BEGIN Text shown

In its Q2 report, JLL states average annual prime rents for two-bedroom apartments decreased nominally by 2 per cent to reach Dh160,000 from Dh163,000 due to a slight increase in vacancy rates caused by job cuts and people choosing to downsize. The average prime sales prices, on the other hand, reached about Dh15,200 per sq m from Dh16,000 per sq m, registering a decline of 5 per cent.
Similarly, in the office sector, average Grade A rents decreased by 3 per cent to reach Dh1,795 per sq m from Dh1,850 per sq m. Whereas, average Grade B rents also saw a decline of 3 per cent to reach Dh1,086 per sq m from Dh1,120 per sq m.
''The market remains somewhat fragmented, for example, Grade A offices are performing notably better than the secondary office market, which has seen rates dip by around -2 per cent quarter-on-quarter and -10 per cent year-on-year, while prime rentals have remained broadly flat during the same period,'' says Matthew Green, Head of Research and Consulting, CBRE Middle East.
A similar story is apparent in the residential market, where mid-market products are generally outperforming the premium end, which reflects the more challenging conditions in the corporate leasing market.
Green says there has certainly been a realisation in the market that there is a lack of mid-market product available for rent and that has led to increasing rentals in locations such as Al Ghadeer and Al Reef Downtown over the past 12 months.
The performance of the realty sector was largely helped by developers quickly reacting to the decline in oil price by cutting new supply — with annual supply completions currently at a long term low. Only 400 units were delivered during Q2, bringing the total residential stock to about 246,400 units in Abu Dhabi. ''This has helped mitigate the extent of market decline, with a minor correction in rents and prices relative to the growth that occurred from 2013-14,'' says Dudley.
About 4,000 units are expected to enter the market by the end of 2016 mainly within Reem Island, Rawdhat and Saraya, although, based on past trends, a proportion of these could experience delays at handover.
Green agrees the performance of the market has been aided by the relative low levels of residential supply in the pipeline with around 14,500 new units expected to be completed by the end of 2018, depending on construction timings.
''This is down on the five- and ten-year averages, reflecting the relatively cautious approach of many developers over the past few years,'' he explains.
With more units expected to come on to the market, Stevens says, cash-rich investors should be in a strong position and units for midquality projects such as the Al Reef units are expected to remain stable.
However, transaction volumes have reduced significantly given the reduction in sentiment and current market dynamics.
''There are still buyers for residential and investment assets but they are increasingly selective in their choice of product and pricing,'' adds Dudley.

END Text shown
BEGIN Dataset

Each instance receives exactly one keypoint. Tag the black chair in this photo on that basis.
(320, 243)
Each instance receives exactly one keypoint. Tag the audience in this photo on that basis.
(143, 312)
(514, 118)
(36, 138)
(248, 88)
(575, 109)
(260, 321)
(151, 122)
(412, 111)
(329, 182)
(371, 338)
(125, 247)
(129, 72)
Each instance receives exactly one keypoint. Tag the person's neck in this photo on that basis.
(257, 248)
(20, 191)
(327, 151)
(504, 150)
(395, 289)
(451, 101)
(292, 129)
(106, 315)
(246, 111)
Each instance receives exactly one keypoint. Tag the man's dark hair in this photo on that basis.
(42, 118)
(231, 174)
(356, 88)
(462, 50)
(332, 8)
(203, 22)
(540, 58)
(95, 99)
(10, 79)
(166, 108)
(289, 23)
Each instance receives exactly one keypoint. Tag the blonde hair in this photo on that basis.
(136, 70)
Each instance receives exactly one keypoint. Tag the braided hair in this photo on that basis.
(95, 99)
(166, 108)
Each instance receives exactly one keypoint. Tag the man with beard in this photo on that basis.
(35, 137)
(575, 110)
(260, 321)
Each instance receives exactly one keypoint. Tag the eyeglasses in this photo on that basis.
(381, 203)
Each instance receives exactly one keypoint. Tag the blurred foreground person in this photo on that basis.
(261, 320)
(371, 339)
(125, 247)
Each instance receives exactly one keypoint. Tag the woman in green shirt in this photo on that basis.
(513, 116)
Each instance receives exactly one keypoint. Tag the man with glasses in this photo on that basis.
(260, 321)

END Dataset

→ Requirements
Answer these questions from the Abu Dhabi property market text:
1. In JLL's Q2 report, what figure did average annual prime rents for two-bedroom apartments fall to?
2. How many residential units were delivered during Q2?
3. About how many new units are expected to be completed by the end of 2018?

→ Answer to the problem
1. Dh160,000
2. 400 units
3. Around 14,500